* _TASK TO CARRY OUT_: Revise the part that opens with the line containing "to locate train" and closes with the line containing "left=541, top=307, right=678, bottom=520", replacing "train door" with "subway door" and leaving everything else untouched.

>>>

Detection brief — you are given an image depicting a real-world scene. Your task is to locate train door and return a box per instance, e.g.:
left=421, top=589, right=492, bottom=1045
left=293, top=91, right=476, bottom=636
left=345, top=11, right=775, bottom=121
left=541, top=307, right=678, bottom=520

<<<
>>>

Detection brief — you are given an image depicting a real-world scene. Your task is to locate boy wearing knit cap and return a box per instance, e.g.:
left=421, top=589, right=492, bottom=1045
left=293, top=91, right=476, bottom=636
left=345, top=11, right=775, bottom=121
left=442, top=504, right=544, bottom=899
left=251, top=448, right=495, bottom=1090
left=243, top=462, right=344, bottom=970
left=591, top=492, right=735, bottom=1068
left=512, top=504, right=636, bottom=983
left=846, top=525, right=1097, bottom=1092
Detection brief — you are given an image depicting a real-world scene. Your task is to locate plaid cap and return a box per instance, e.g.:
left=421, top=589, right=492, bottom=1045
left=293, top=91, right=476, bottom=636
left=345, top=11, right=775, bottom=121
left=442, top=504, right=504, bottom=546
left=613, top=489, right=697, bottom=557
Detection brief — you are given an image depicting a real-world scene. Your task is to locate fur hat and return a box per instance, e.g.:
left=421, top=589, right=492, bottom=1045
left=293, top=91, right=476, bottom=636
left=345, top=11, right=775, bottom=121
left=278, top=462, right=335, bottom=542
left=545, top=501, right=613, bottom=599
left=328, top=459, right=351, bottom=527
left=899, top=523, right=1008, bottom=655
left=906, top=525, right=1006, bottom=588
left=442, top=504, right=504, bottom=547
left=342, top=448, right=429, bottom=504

<<<
>>>

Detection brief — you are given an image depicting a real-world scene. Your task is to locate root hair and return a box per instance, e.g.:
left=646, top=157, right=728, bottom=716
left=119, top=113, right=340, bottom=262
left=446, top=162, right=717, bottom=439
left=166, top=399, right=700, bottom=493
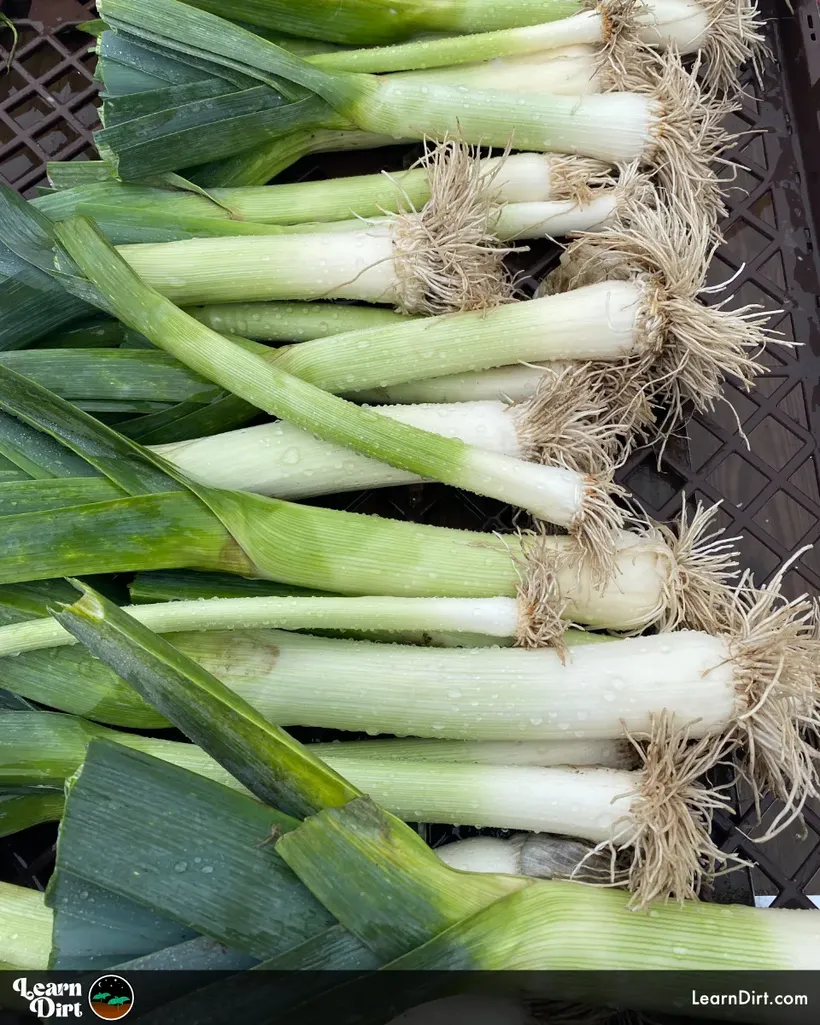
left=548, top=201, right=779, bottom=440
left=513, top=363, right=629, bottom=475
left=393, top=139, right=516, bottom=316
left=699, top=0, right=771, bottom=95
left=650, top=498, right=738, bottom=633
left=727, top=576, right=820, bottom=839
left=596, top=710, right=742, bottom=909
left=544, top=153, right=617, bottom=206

<<<

* _FINISHED ANSWER_:
Detection brief — you are given an image depicting a real-world scene. Your task is to locate subway door and return a box per instance, e.g.:
left=421, top=589, right=492, bottom=1045
left=293, top=91, right=476, bottom=636
left=345, top=11, right=775, bottom=121
left=541, top=307, right=678, bottom=520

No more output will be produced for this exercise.